##### Study material #####

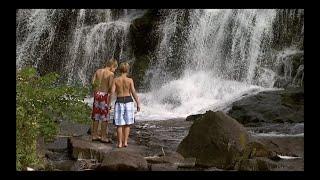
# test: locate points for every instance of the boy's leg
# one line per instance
(119, 133)
(94, 132)
(104, 132)
(126, 134)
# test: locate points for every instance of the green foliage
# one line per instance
(41, 102)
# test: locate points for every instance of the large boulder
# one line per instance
(121, 160)
(270, 107)
(256, 164)
(215, 139)
(84, 148)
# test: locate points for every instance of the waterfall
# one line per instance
(203, 59)
(226, 54)
(94, 37)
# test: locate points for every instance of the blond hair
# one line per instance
(124, 67)
(112, 63)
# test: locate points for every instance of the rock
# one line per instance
(84, 148)
(256, 149)
(256, 164)
(270, 107)
(64, 165)
(288, 146)
(164, 167)
(144, 41)
(187, 163)
(169, 157)
(118, 160)
(84, 164)
(216, 139)
(193, 117)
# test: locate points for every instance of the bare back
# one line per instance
(123, 86)
(103, 79)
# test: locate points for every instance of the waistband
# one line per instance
(101, 93)
(124, 99)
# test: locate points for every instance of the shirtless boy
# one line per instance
(102, 82)
(124, 105)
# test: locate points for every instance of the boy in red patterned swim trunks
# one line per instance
(102, 82)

#####

What you are asked to do – Without including any pictures, return every line of the records exactly.

Exercise output –
# test: locate points for every instance of the boy's leg
# one line per instance
(119, 133)
(94, 132)
(104, 132)
(126, 134)
# test: locate points for every instance of the green foliage
# one line per instance
(41, 102)
# test: locate points for every instance of the large boulder
# one line per instance
(121, 160)
(270, 107)
(256, 164)
(215, 139)
(84, 148)
# test: locate points for every instance of the waterfall
# one line per instance
(203, 59)
(226, 54)
(94, 37)
# test: locate points for every instance of the blond hair
# one line per instance
(124, 67)
(112, 63)
# test: locate points for every instance of the rock
# one line per instance
(84, 148)
(256, 149)
(256, 164)
(270, 107)
(64, 165)
(288, 146)
(164, 167)
(144, 41)
(187, 163)
(169, 157)
(118, 160)
(84, 164)
(216, 139)
(193, 117)
# test: locate points for every instance of the bare back
# one line per instance
(123, 86)
(103, 79)
# test: locate points for every instance of the waistband
# one line per instance
(101, 93)
(124, 99)
# test: locate points for every instance of the shirtless boy
# one line per instance
(102, 82)
(124, 105)
# test: locate points for every instance of the boy in red patterned swim trunks
# one line per instance
(102, 82)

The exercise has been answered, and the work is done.